Edit the road-trip passage, giving again the part that opens with "I am currently" and closes with "sedan in tow.", with "coffee" replaced by "tea".

◆ **SOURCE EXTRACT**:
---------------
I am currently riding shotgun on I-90 with Trent, driving through the state of Indiana. We left Council Bluffs around 9 a.m. this morning and drove through Iowa and Illinois before crossing into Indiana. Soon enough we’ll be stopping somewhere for the night, and then we’ll be up and at ’em bright and early tomorrow morning to drive through Ohio, Pennsylvania, and then finally, Connecticut. If you can believe it, Trent and I have not once switched spots to pass off the responsibility of driving. I can’t believe it. The man is a machine. When I drive long distances, I can’t go much longer than four hours or so and I start to become drunkenly drowsy. I can’t even RIDE long distances without becoming comatose. I think Trent is fueled by coffee, and the fear of putting me in charge of a 10,000 pound moving truck with a sedan in tow.
---------------
◆ **RECORDED DATA**:

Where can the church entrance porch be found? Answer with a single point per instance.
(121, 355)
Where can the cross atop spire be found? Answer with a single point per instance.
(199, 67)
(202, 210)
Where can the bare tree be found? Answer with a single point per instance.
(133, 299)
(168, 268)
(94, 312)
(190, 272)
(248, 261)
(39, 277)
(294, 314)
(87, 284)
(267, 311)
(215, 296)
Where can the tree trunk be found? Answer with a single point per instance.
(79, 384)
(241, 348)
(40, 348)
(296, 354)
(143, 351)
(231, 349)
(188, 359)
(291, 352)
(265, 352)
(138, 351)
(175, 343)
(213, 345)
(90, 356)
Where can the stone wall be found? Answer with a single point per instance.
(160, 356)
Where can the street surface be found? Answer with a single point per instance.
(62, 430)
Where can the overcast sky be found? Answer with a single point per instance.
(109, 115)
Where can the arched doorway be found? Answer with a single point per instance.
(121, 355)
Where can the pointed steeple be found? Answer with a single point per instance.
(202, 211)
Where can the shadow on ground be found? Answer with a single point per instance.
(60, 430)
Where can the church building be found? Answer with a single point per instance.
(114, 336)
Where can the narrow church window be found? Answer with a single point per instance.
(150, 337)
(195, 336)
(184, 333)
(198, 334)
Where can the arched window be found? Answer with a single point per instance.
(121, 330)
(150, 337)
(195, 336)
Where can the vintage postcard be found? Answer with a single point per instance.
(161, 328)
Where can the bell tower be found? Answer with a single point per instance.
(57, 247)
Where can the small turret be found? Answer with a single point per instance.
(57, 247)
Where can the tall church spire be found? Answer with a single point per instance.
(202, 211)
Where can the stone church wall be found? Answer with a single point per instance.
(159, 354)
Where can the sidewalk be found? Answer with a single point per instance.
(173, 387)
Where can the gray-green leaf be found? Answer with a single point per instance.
---------------
◆ **FULL ANSWER**:
I am currently riding shotgun on I-90 with Trent, driving through the state of Indiana. We left Council Bluffs around 9 a.m. this morning and drove through Iowa and Illinois before crossing into Indiana. Soon enough we’ll be stopping somewhere for the night, and then we’ll be up and at ’em bright and early tomorrow morning to drive through Ohio, Pennsylvania, and then finally, Connecticut. If you can believe it, Trent and I have not once switched spots to pass off the responsibility of driving. I can’t believe it. The man is a machine. When I drive long distances, I can’t go much longer than four hours or so and I start to become drunkenly drowsy. I can’t even RIDE long distances without becoming comatose. I think Trent is fueled by tea, and the fear of putting me in charge of a 10,000 pound moving truck with a sedan in tow.